## Trecho do documento
Essas grandes vias por onde o dado trafega é que permitiram que essas grandes estruturas de armazenamento (nuvem) fosse usadas para armazenar e disponibilizar tanta informação.

Os cérebros digitais: a evolução dos processadores

O primeiro transistor, não tão pequenino ainda, mas que iria transformar o mundo!

Em 1947 um pequenino invento iria transformar o mundo: o transistor. Este tudo bem se você não conhecer apesar de usar bilhões deles todos os dias. A função dessa pequena peça eletrônica é simplesmente de amplificar a corrente elétrica que passa por ele. Bom, pelo menos essa era a ideia. Com a lógica utilizada nos computadores tendo evoluído para uma lógica digital, apenas dois estados eram necessários: os famosos “zero” e “um”, ou seja, o transistor só precisava então deixar passar corrente elétrica ou não deixar, assim como fazemos quando ligamos e desligamos o interruptor da lâmpada.

## Extrato de dados
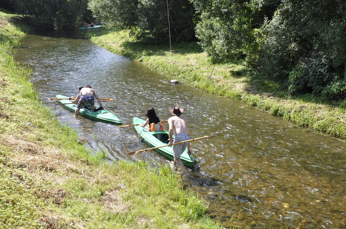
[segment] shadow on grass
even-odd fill
[[[112,32],[112,29],[108,27],[102,28],[98,31],[93,31],[89,36],[100,37],[107,35]],[[157,41],[148,39],[146,41],[125,41],[121,43],[121,45],[130,52],[141,52],[148,56],[165,56],[170,52],[171,49],[169,40]],[[200,53],[203,51],[197,42],[173,43],[172,47],[172,53],[183,55]]]
[[[106,35],[112,32],[109,30],[109,28],[102,28],[98,31],[95,31],[95,32],[93,31],[92,35],[98,37]],[[140,58],[143,56],[164,56],[167,55],[170,51],[169,41],[155,42],[152,40],[150,42],[125,40],[122,41],[121,46],[126,50],[124,54],[125,55]],[[182,55],[198,53],[203,52],[196,42],[175,43],[172,44],[172,48],[173,53]],[[215,62],[211,62],[211,63],[213,65]],[[231,77],[246,79],[245,86],[243,88],[246,93],[283,99],[297,100],[303,102],[331,105],[343,108],[346,108],[346,100],[329,100],[310,94],[292,96],[288,92],[288,86],[285,82],[276,80],[261,73],[257,70],[246,67],[244,60],[236,60],[227,63],[219,63],[218,64],[223,64],[234,65],[230,68],[229,70]],[[228,76],[227,74],[225,75],[226,75]],[[226,77],[226,79],[230,78],[229,76],[225,77]]]
[[[28,20],[20,16],[14,17],[9,19],[9,21],[15,24],[23,32],[27,33],[33,30],[33,26],[28,23]]]

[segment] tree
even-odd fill
[[[194,10],[188,0],[169,1],[173,41],[194,39]],[[121,29],[130,30],[137,38],[148,41],[169,39],[166,2],[162,0],[91,0],[95,17]]]
[[[17,12],[39,28],[72,27],[82,23],[88,0],[15,0]]]

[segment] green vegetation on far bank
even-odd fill
[[[135,40],[126,30],[103,28],[87,35],[116,54],[148,65],[153,70],[202,89],[213,67],[196,42],[148,45]],[[290,96],[285,85],[268,80],[242,62],[216,65],[206,89],[250,107],[282,116],[300,126],[346,139],[346,101],[327,100],[312,94]]]
[[[40,106],[9,54],[24,34],[12,17],[0,14],[0,227],[222,228],[169,167],[108,163]]]

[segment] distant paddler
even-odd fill
[[[173,116],[168,119],[168,124],[170,125],[169,130],[168,131],[170,142],[168,143],[168,146],[172,146],[173,145],[174,165],[177,165],[183,171],[185,169],[181,159],[180,159],[180,155],[184,152],[186,147],[188,148],[188,153],[189,155],[191,155],[190,142],[188,142],[173,145],[172,138],[173,134],[174,134],[174,142],[179,142],[189,139],[190,138],[189,136],[188,125],[186,121],[180,117],[184,109],[180,108],[178,106],[175,106],[173,109],[169,110]]]
[[[71,100],[72,98],[70,98],[70,100],[71,100],[71,102],[73,103],[78,101],[78,103],[77,104],[77,108],[74,112],[74,117],[76,117],[78,115],[79,113],[79,110],[81,108],[84,108],[86,104],[90,106],[90,110],[92,111],[94,111],[94,103],[95,98],[100,104],[100,107],[102,108],[102,109],[103,109],[101,100],[100,99],[98,95],[95,90],[91,88],[91,86],[86,85],[85,88],[82,88],[80,89],[79,88],[79,98],[78,96],[73,100]]]
[[[85,87],[91,88],[91,86],[90,86],[90,85],[86,85],[85,86]],[[75,97],[74,96],[73,96],[71,97],[71,98],[70,98],[71,99],[70,99],[70,100],[71,100],[71,102],[72,102],[72,103],[76,103],[76,104],[78,103],[78,102],[79,101],[80,99],[81,98],[81,95],[80,95],[81,90],[82,88],[84,88],[84,87],[83,86],[80,87],[79,88],[78,88],[78,95]],[[104,99],[100,99],[101,100],[104,100]],[[103,100],[104,102],[106,101],[107,101],[107,100]],[[85,107],[88,107],[88,106],[84,106],[83,107],[85,108]],[[96,112],[97,111],[98,111],[99,110],[104,110],[104,109],[103,108],[103,107],[100,106],[99,107],[95,109],[94,110],[94,112]]]
[[[153,132],[163,130],[163,125],[160,121],[160,119],[156,115],[153,107],[151,107],[148,109],[145,116],[148,117],[145,122],[138,123],[138,125],[144,127],[148,131]],[[156,135],[155,137],[160,140],[163,136],[162,135]]]

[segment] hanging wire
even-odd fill
[[[209,78],[208,78],[208,80],[207,81],[207,82],[206,83],[206,85],[205,85],[204,86],[204,87],[203,88],[203,90],[202,90],[202,92],[201,93],[201,94],[199,96],[199,98],[198,98],[198,100],[197,101],[197,102],[195,102],[192,105],[191,105],[190,106],[189,106],[189,107],[190,108],[193,108],[193,106],[194,106],[196,104],[197,104],[197,103],[198,102],[199,102],[200,101],[200,100],[201,97],[202,96],[202,94],[203,93],[203,92],[204,92],[204,90],[206,89],[206,88],[207,87],[207,85],[208,84],[208,82],[209,82],[209,80],[210,80],[210,78],[211,77],[211,75],[212,74],[213,72],[214,72],[214,69],[215,68],[215,65],[216,65],[216,63],[217,62],[217,61],[215,61],[215,63],[214,64],[214,67],[213,67],[213,70],[211,71],[211,73],[210,73],[210,75],[209,76]],[[181,107],[184,108],[186,108],[186,109],[189,109],[189,108],[188,108],[186,107],[184,107],[183,106],[182,103],[181,102],[181,101],[180,101],[180,98],[179,97],[179,94],[178,93],[178,92],[177,91],[176,89],[175,88],[175,83],[174,84],[174,90],[175,90],[175,92],[176,93],[177,96],[178,97],[178,100],[179,100],[179,102],[180,103]]]
[[[168,11],[168,0],[167,2],[167,17],[168,18],[168,29],[170,31],[170,45],[171,46],[171,52],[172,52],[172,45],[171,43],[171,26],[170,25],[170,13]]]

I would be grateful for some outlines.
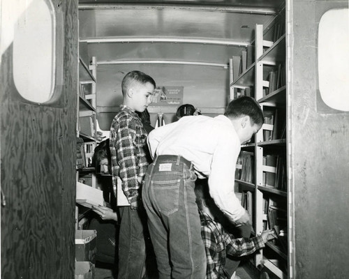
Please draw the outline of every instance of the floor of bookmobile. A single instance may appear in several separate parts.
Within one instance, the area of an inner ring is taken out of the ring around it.
[[[117,279],[113,277],[110,266],[106,266],[97,263],[96,264],[94,279]],[[237,270],[237,275],[241,279],[260,279],[260,274],[256,270],[251,266],[248,262],[242,262]],[[147,279],[157,279],[156,276]]]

## Instruções
(a) Responda, com base no trecho sobre a evolução dos processadores, às perguntas abaixo.
(i) Que palavra aparece entre parênteses logo após "grandes estruturas de armazenamento"?
(ii) Qual é a função do transistor, segundo o trecho?
(iii) Quais são os dois estados da lógica digital citados?
(b) Indique se cada afirmação abaixo está de acordo com o trecho sobre a evolução dos processadores.
(i) O transistor foi inventado em 1947.
(ii) A lógica digital exige três estados.
(iii) O funcionamento do transistor é comparado ao interruptor de uma lâmpada.
(c) Dê prosseguimento ao trecho sobre a evolução dos processadores a partir da última frase apresentada.

## Respostas escritas
(a)
(i) Nuvem.
(ii) Amplificar a corrente elétrica que passa por ele.
(iii) "Zero" e "um".

(b)
(i) Sim: "Em 1947 um pequenino invento iria transformar o mundo: o transistor."
(ii) Não: "apenas dois estados eram necessários"
(iii) Sim: "assim como fazemos quando ligamos e desligamos o interruptor da lâmpada"

(c)
Na prática, ligar vários transistor em série permite compor os chamados circuitos integrados que foram inicialmente usados para amplificar ondas de rádio em equipamentos menores (aqueles famosos “radinhos de orelha” os quais se viam muito com os torcedores nos estádios de futebol antigamente, que acompanhavam as narrações da partida no rádio). [10]

A evolução desses circuitos e da tecnologia por trás dos transistor permitiu a criação de circuitos cada vezes menores, chamados então de microprocessadores. Dotados de uma capacidade de processar várias operações matemáticas em segundos e programáveis, eles mudaram a forma de trabalho com o passar dos anos. Muita coisa deixou de ser feita no papel, com o auxílio de uma calculadora em semanas de trabalho, e passou a ser feita em segundos por uma máquina. A lógica por trás do microprocessador em receber uma entrada de dados — cálculos complexos, análise de grandes quantidades de dados, sumarizar grandes volumes de dados, etc. — e ser programado para executar um processamento e dar uma saída, permanece a mesma hoje.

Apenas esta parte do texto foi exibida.